▶ Usando as informações:
A - Enumere as civilizações que o texto sobre o conceito de civilização apresenta como exemplos.
B - Prossiga o texto sobre o conceito de civilização a partir do ponto em que termina.

▶ Excerto do documento:
━━━
Porém, o termo civilização ganhou uma forma plural, deixando de resumir-se ao ideário eurocêntrico e realidades europeias emergentes do eurocentrismo, reconhecendo a existência de outras civilizações também suas contemporâneas, uma vez os seres humanos não prescindirem daquilo que lhes é específico, dado acreditarem que reside aí o sustento da sua dignidade e integridade perante os outros.
Pode, por exemplo, falar-se em civilização ocidental, islâmica, hindu, chinesa e africana.
Se o termo plural civilizações traduz o abandono de uma determinada superioridade civilizacional, a verdade é que civilização continua a ter em si mesma um juízo de valor que a faz coincidir com uma realidade humana privilegiada, mais evoluída, por confronto com as demais, mesmo tendo como assente que a barbárie pode ser um programa inscrito no seu próprio programa.
No seu ímpeto progressista e dominante, a civilização ocidental tomou os direitos humanos como uma verdade necessária e universal, na sequência do segundo conflito mundial, pelo que atualmente civilização integra também a paz, humanismo e ausência de crimes bélicos, contra a humanidade e de genocídio em tempo de guerra, mesmo que lícita, a par de uma difícil e paulatina aceitação de uma justiça penal internacional.
E se bem que os direitos humanos não possam ser ignorados, por serem parte essencial do diálogo inter-civilizacional, resta saber até que ponto a sua origem ocidental inviabiliza a sua universalização e a noção de civilização que defende.
Há quem fale no choque de civilizações, em que sobressai a tese de Samuel Huntington.
Vivemos há muito numa consentida pandemia entre egoísmo e desigualdades sociais.
O projeto de vida de cada um, que não englobou a capacidade de incluir o outro como nosso semelhante, fortaleceu sim, um projeto patológico, que amadureceu ao ponto das suas raízes medrarem no podre, criando mesmo resistências a uma mudança.
━━━
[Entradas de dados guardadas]
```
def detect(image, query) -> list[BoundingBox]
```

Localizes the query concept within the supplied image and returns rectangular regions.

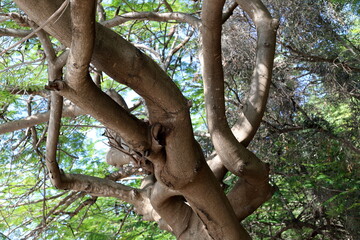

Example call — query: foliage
[0,0,360,239]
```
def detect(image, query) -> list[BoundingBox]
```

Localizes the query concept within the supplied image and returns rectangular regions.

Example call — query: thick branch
[101,12,200,28]
[0,105,85,134]
[202,0,268,183]
[0,28,34,38]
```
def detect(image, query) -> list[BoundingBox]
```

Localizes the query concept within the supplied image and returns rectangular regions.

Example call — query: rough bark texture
[9,0,277,240]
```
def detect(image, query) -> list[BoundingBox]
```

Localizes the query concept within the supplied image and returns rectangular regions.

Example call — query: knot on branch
[8,13,29,27]
[45,79,65,91]
[270,18,280,31]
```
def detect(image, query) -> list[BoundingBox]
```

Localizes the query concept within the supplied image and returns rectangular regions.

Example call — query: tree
[0,0,359,239]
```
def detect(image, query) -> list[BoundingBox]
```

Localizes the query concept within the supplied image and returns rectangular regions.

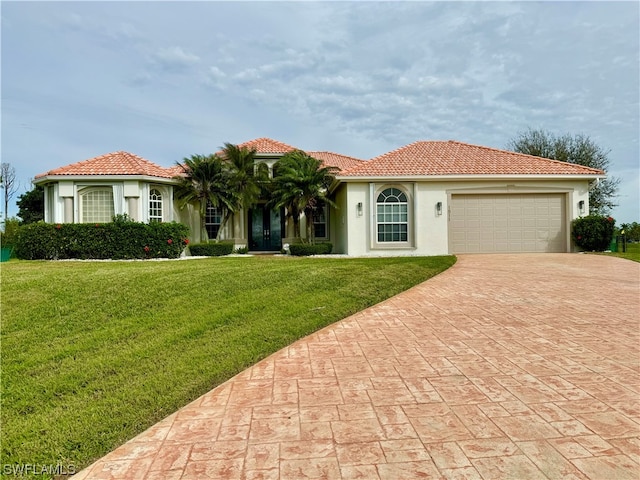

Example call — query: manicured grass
[0,257,455,478]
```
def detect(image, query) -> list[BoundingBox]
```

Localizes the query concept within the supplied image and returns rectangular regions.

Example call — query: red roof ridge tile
[447,140,605,174]
[35,150,173,178]
[340,140,605,177]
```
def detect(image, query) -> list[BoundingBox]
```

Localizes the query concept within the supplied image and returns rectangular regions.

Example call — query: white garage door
[449,193,567,253]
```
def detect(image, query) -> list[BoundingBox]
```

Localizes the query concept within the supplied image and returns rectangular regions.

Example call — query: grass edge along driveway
[0,256,455,478]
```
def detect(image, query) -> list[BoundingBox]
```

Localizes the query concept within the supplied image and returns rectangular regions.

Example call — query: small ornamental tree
[571,215,616,252]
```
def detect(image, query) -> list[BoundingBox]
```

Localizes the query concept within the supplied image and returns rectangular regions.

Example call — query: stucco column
[64,197,73,223]
[127,197,138,222]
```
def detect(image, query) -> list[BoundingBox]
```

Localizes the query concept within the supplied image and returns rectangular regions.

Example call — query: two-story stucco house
[34,138,605,256]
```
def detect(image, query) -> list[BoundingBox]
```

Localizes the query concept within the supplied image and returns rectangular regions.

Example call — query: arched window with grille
[204,202,222,240]
[376,188,409,243]
[149,188,162,222]
[79,187,115,223]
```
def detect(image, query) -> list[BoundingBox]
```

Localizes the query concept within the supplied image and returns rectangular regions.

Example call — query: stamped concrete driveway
[76,254,640,480]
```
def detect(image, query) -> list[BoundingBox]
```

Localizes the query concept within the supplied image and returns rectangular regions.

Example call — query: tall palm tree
[175,154,235,240]
[270,150,336,243]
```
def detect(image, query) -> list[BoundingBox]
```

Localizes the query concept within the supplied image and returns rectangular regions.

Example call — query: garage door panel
[449,194,566,253]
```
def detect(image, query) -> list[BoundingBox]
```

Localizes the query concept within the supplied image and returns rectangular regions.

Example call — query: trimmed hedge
[15,221,189,260]
[189,242,234,257]
[571,215,616,252]
[289,242,333,257]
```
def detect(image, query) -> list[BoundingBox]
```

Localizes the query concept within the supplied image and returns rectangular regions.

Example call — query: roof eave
[31,174,176,185]
[336,173,606,183]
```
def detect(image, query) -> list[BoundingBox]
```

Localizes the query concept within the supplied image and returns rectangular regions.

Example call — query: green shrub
[0,218,20,257]
[15,217,189,260]
[289,242,333,257]
[571,215,616,252]
[189,242,233,257]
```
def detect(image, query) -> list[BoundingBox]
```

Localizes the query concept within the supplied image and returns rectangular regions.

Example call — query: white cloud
[151,46,200,72]
[2,2,639,220]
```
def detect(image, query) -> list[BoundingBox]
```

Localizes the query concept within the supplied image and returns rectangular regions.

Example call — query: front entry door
[249,207,283,252]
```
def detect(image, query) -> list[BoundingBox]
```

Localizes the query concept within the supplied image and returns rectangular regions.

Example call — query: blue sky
[0,1,640,223]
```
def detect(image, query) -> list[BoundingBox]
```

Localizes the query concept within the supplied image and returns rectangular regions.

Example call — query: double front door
[249,206,284,252]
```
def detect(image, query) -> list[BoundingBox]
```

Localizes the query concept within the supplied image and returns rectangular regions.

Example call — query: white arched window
[79,187,115,223]
[204,202,222,240]
[149,188,162,222]
[376,188,409,243]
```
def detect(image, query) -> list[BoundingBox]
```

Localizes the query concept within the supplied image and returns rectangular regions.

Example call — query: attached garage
[449,193,567,253]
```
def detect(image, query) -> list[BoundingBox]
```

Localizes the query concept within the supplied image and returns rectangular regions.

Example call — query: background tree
[270,150,336,243]
[0,162,18,225]
[507,128,620,215]
[175,154,236,240]
[620,222,640,242]
[16,185,44,225]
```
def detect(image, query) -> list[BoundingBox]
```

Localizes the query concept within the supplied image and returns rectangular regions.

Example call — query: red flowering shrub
[571,215,616,252]
[15,217,189,260]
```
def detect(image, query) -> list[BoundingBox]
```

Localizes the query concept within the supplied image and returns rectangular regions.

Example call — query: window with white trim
[313,207,327,238]
[376,188,409,242]
[80,187,115,223]
[149,188,162,223]
[204,202,222,240]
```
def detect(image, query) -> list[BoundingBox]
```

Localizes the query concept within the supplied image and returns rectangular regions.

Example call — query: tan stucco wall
[344,179,589,256]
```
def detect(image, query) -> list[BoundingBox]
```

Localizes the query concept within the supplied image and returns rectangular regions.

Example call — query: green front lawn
[0,256,455,478]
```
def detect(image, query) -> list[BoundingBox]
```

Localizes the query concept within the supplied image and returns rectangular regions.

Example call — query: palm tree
[270,150,336,243]
[175,154,235,240]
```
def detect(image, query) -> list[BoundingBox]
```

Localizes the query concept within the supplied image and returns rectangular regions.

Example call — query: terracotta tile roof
[306,152,364,171]
[238,137,299,153]
[339,140,604,177]
[217,137,364,170]
[36,152,175,178]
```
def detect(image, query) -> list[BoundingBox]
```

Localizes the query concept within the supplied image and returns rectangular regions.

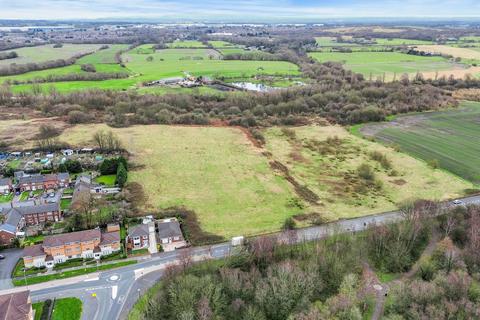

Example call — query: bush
[80,64,97,72]
[40,299,52,320]
[357,163,375,181]
[283,217,296,230]
[64,159,83,173]
[68,110,94,124]
[115,162,128,188]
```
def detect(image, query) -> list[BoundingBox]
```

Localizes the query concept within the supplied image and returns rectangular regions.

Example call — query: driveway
[0,248,22,290]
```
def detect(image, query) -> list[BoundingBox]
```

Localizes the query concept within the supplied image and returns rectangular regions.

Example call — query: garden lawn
[309,52,464,79]
[51,298,82,320]
[95,174,117,186]
[60,125,301,238]
[361,102,480,185]
[32,301,45,320]
[60,199,72,210]
[264,126,472,220]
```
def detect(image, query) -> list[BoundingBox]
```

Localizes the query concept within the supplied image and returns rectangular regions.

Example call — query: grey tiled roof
[158,220,183,239]
[13,202,60,215]
[43,229,101,247]
[128,224,149,237]
[100,231,120,245]
[23,244,45,257]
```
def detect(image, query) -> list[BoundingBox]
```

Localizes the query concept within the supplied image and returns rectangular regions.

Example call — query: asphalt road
[0,248,23,289]
[0,196,480,320]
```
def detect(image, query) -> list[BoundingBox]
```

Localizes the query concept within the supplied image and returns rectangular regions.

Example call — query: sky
[0,0,480,22]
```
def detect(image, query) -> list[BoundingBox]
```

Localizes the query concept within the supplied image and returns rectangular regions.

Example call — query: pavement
[0,196,480,320]
[0,248,23,289]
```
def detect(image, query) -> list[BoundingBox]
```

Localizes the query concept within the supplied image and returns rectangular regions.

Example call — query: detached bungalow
[157,218,187,251]
[0,178,13,194]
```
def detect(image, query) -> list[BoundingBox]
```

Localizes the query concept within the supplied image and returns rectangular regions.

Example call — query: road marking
[112,286,118,300]
[133,268,145,280]
[83,277,100,282]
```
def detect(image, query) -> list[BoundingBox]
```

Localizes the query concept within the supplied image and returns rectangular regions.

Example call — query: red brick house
[0,203,63,245]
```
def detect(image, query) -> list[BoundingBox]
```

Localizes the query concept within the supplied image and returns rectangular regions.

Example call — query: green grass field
[51,298,82,320]
[126,49,299,81]
[362,102,480,184]
[0,43,102,67]
[309,52,458,76]
[61,125,301,238]
[9,44,300,94]
[76,44,128,64]
[315,37,359,47]
[208,40,237,48]
[167,40,206,48]
[264,126,472,220]
[0,63,128,83]
[374,38,433,46]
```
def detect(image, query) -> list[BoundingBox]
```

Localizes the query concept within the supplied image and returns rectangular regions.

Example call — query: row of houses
[23,225,122,268]
[0,171,70,194]
[0,202,63,246]
[23,218,187,268]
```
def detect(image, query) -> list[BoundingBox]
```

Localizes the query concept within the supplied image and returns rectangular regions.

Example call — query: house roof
[128,224,149,237]
[0,178,12,186]
[157,219,183,239]
[0,223,17,234]
[100,231,120,245]
[23,244,45,257]
[43,229,101,247]
[18,174,44,184]
[5,209,23,229]
[0,291,32,320]
[57,172,70,180]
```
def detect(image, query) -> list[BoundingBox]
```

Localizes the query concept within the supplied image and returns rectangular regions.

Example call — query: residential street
[0,196,480,320]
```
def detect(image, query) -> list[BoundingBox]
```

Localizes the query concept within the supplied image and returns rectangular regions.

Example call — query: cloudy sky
[0,0,480,21]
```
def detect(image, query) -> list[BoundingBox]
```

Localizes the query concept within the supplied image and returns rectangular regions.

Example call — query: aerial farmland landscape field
[0,0,480,320]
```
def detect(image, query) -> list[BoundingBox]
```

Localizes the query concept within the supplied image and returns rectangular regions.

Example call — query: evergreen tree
[115,163,127,188]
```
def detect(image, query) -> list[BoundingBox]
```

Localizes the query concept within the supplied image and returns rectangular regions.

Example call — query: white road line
[112,286,118,300]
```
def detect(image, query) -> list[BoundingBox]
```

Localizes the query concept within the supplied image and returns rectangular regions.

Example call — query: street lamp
[22,267,28,289]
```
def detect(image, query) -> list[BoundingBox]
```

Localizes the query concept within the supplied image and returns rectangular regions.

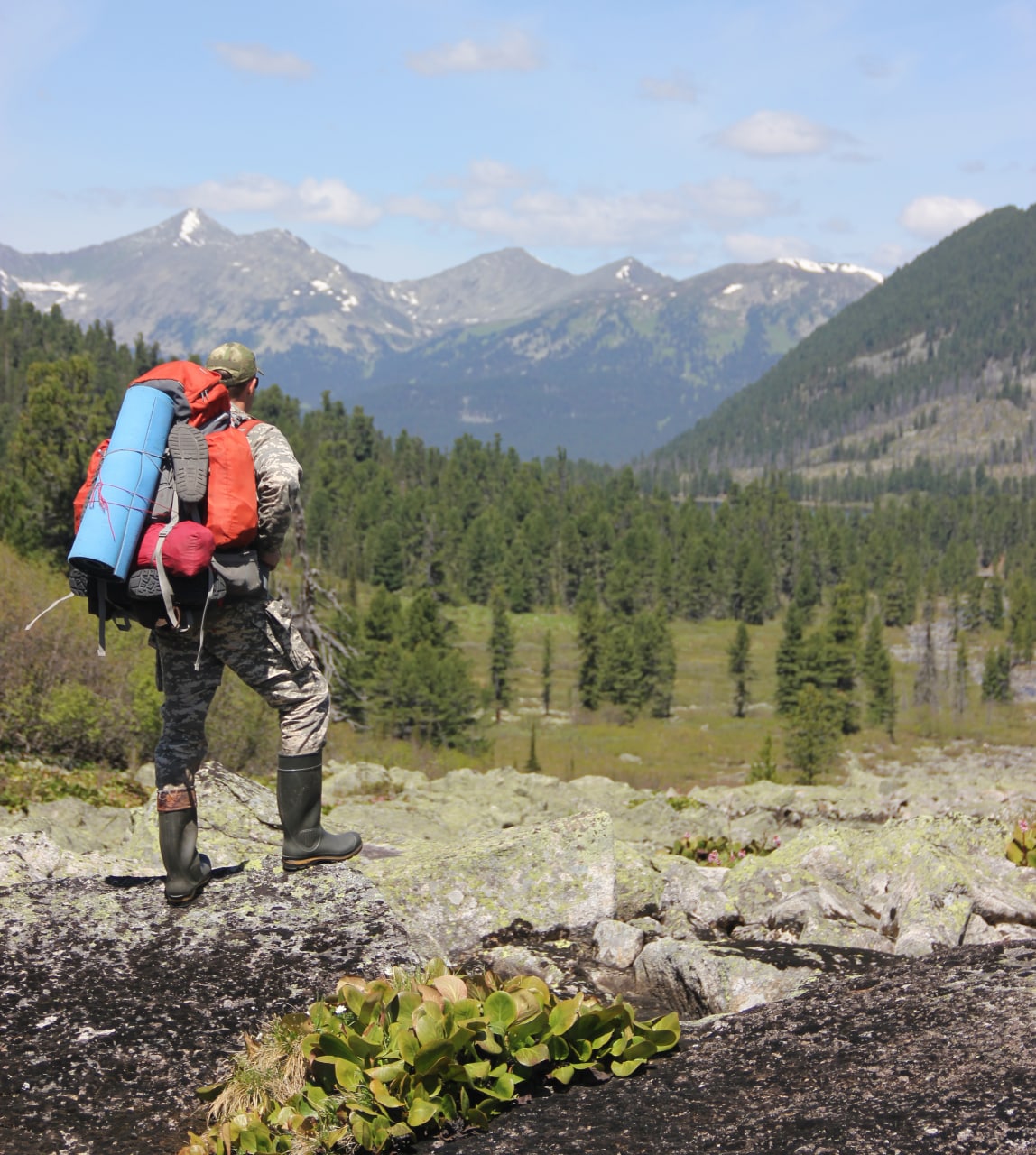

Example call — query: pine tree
[785,684,842,783]
[776,602,804,716]
[913,622,939,709]
[882,557,913,628]
[982,578,1004,630]
[601,617,643,721]
[824,582,859,734]
[726,622,754,718]
[541,630,554,714]
[953,633,971,714]
[1007,574,1036,665]
[860,614,896,738]
[791,558,820,622]
[575,578,604,710]
[982,646,1012,702]
[524,718,541,774]
[490,586,514,722]
[633,606,677,718]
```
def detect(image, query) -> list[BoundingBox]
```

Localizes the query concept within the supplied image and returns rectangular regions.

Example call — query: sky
[0,0,1036,281]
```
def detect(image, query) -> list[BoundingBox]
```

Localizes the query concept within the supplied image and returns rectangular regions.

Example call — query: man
[153,342,363,906]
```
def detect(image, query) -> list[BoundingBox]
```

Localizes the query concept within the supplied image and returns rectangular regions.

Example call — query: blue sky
[0,0,1036,280]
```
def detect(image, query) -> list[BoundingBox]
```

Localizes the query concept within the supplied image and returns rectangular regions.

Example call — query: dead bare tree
[286,502,365,725]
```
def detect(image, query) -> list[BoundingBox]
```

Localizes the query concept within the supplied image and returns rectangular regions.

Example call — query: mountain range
[0,209,883,463]
[652,205,1036,492]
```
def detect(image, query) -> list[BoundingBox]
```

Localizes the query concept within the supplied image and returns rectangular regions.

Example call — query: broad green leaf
[413,1039,453,1076]
[335,1058,364,1090]
[475,1032,504,1055]
[406,1098,439,1127]
[504,975,552,1006]
[549,994,583,1035]
[619,1039,658,1060]
[367,1060,406,1084]
[412,1003,446,1045]
[514,1043,550,1067]
[432,975,467,1003]
[486,991,517,1030]
[370,1079,406,1108]
[396,991,422,1023]
[478,1074,516,1102]
[319,1032,358,1063]
[453,999,482,1022]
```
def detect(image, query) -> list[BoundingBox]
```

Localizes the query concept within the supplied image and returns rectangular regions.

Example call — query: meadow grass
[330,605,1033,792]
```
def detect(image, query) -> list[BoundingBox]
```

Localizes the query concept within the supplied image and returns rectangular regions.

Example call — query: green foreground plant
[670,834,781,866]
[180,960,680,1155]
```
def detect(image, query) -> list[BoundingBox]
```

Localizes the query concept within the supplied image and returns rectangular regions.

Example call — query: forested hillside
[10,293,1036,622]
[10,301,1036,774]
[653,206,1036,495]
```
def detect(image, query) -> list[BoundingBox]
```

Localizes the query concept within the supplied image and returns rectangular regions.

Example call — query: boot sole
[281,845,364,874]
[165,867,212,907]
[166,425,209,504]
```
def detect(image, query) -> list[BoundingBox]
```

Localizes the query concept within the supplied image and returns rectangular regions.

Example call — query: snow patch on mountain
[14,277,87,305]
[173,209,206,245]
[777,256,884,285]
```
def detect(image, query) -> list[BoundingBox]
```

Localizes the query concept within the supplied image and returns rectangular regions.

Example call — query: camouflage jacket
[231,408,302,553]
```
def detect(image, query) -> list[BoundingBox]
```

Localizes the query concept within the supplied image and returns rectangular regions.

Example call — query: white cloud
[640,69,698,104]
[715,111,846,157]
[900,197,986,240]
[723,232,813,264]
[406,29,541,76]
[212,42,313,79]
[165,173,381,228]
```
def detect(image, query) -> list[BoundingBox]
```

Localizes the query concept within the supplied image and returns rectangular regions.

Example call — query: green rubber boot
[158,806,212,907]
[277,750,364,871]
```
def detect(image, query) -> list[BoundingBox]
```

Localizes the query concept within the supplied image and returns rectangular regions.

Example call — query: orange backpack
[69,360,260,649]
[73,362,260,550]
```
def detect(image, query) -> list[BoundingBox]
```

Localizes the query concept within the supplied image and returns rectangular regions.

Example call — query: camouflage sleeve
[247,421,302,553]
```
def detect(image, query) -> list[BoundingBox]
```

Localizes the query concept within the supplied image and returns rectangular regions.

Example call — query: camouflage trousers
[153,598,330,794]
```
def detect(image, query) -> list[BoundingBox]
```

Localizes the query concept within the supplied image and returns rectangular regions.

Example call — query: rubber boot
[158,793,212,907]
[277,750,364,871]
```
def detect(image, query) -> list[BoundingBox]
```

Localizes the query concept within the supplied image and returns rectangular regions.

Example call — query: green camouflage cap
[206,341,263,384]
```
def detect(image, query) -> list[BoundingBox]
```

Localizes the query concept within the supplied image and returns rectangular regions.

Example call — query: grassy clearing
[330,605,1032,791]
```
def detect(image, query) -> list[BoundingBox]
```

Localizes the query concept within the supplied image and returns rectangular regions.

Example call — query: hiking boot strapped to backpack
[69,360,264,655]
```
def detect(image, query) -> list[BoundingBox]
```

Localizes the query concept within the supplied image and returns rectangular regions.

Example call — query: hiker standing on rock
[153,342,363,906]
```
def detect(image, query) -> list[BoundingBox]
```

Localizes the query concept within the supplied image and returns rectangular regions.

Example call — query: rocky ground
[0,746,1036,1155]
[421,945,1036,1155]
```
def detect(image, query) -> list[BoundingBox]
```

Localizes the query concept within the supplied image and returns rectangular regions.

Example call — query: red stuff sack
[205,420,259,550]
[136,521,216,578]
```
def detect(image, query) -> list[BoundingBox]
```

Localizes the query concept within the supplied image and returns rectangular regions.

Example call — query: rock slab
[364,811,615,960]
[430,944,1036,1155]
[0,858,417,1155]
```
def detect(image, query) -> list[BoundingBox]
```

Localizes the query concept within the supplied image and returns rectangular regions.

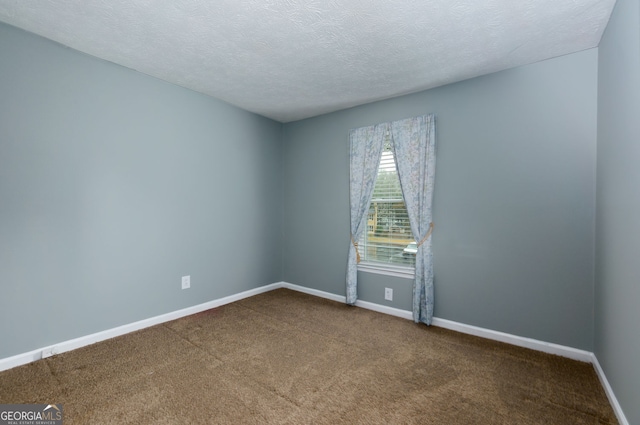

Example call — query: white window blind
[358,141,416,267]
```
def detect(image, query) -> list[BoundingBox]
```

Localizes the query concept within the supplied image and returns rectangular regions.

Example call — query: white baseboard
[591,353,629,425]
[0,282,629,425]
[432,317,593,363]
[0,283,282,372]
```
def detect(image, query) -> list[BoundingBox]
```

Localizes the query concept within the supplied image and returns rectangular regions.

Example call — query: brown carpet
[0,289,617,425]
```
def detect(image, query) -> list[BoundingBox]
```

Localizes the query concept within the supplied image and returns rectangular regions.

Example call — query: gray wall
[283,49,598,350]
[0,24,282,358]
[595,0,640,424]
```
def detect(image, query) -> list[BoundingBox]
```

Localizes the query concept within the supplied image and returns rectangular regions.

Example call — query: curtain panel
[391,115,436,325]
[346,123,389,305]
[346,115,435,325]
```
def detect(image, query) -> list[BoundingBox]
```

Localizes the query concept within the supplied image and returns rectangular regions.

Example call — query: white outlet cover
[182,276,191,289]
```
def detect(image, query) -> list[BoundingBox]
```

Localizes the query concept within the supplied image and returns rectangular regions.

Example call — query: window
[358,139,417,275]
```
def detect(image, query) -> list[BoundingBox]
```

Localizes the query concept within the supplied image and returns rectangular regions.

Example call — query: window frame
[357,139,415,279]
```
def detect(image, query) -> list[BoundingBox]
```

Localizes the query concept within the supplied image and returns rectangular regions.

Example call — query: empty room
[0,0,640,425]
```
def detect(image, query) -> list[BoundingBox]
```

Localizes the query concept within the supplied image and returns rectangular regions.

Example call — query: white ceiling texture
[0,0,615,122]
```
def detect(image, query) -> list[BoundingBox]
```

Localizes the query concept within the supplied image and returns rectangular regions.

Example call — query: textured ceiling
[0,0,615,122]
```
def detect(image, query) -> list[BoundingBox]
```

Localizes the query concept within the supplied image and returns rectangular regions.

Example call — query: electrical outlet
[384,288,393,301]
[182,276,191,289]
[42,347,58,359]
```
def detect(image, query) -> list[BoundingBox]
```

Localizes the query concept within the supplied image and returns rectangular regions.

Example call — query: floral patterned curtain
[347,123,390,305]
[391,115,436,325]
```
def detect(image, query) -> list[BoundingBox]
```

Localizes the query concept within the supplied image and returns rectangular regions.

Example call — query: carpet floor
[0,289,617,425]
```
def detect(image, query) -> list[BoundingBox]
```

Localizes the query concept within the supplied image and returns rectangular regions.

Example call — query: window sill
[358,263,415,279]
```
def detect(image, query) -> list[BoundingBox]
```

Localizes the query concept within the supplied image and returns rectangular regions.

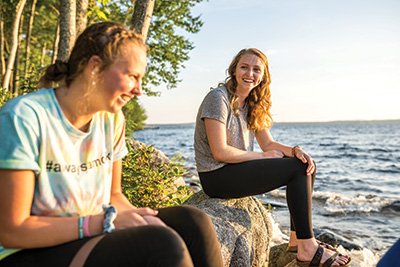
━━━
▶ Respostas fornecidas:
A - Ocidental, islâmica, hindu, chinesa e africana.

B -
Tudo se foi fortalecendo nos caminhos dos carreiristas, dos astuciosos, dos que conhecem os avessos o suficiente, para estarem sempre no lugar certo à hora certa, e surgirem como os obviamente aptos para os cargos.
Deixar que o silêncio abafe as dificuldades alheias de quem enfim, vive ainda do crédito que deposita em quem é afinal o devedor, faz parte da engrenagem que confunde por obra e graça.
Dar uma sensação de confiança que não existe, é, igualmente tratar todos por um qualquer número de cama de enfermaria parda, distante q.b. de um quarto particular que não conhece o diálogo da carência.
O diagnóstico foi sempre o mesmo: falhou a solidariedade na luta contra as desigualdades, e falhou o orgulho por se conviver numa vida digna, tendo em conta as capacidades de cada qual.
Afinal, continua a ter êxito a competição que descartou o local asténico onde nenhum coração pode bater esperançoso, antes, o enorme umbigo confere ritmo às relações humanas, qual cruz sorteada a cada, depois de um canto de sereias determinar o a quem.
No entretanto, muito se presencia uma vida de coma assistido.
Continuamos juntos, sem um progresso em direção ao respeito pelo indivíduo. As fortes disparidades proliferam e multiplicam-se no egoísmo e suas consequências, a fim de que uns, se possam sentir por natureza, mais do que outros, por virulento, desprovido, bolorento e delinquente que seja esse mais.
De registar que a falta de investimento na cultura e na educação serão sempre pródigas no manter do statu quo.
Pergunta-se: como pode uma sociedade prosperar de forma equitativa se o plano do poder ignora o contrato social?
Creia-se que o continuar do cada um por si, é o definitivo naufrágio.
Já é um parágrafo na história da civilização.
Será pois a impossibilidade definitiva de um feliz deus tirar fotografias atras de fotografias.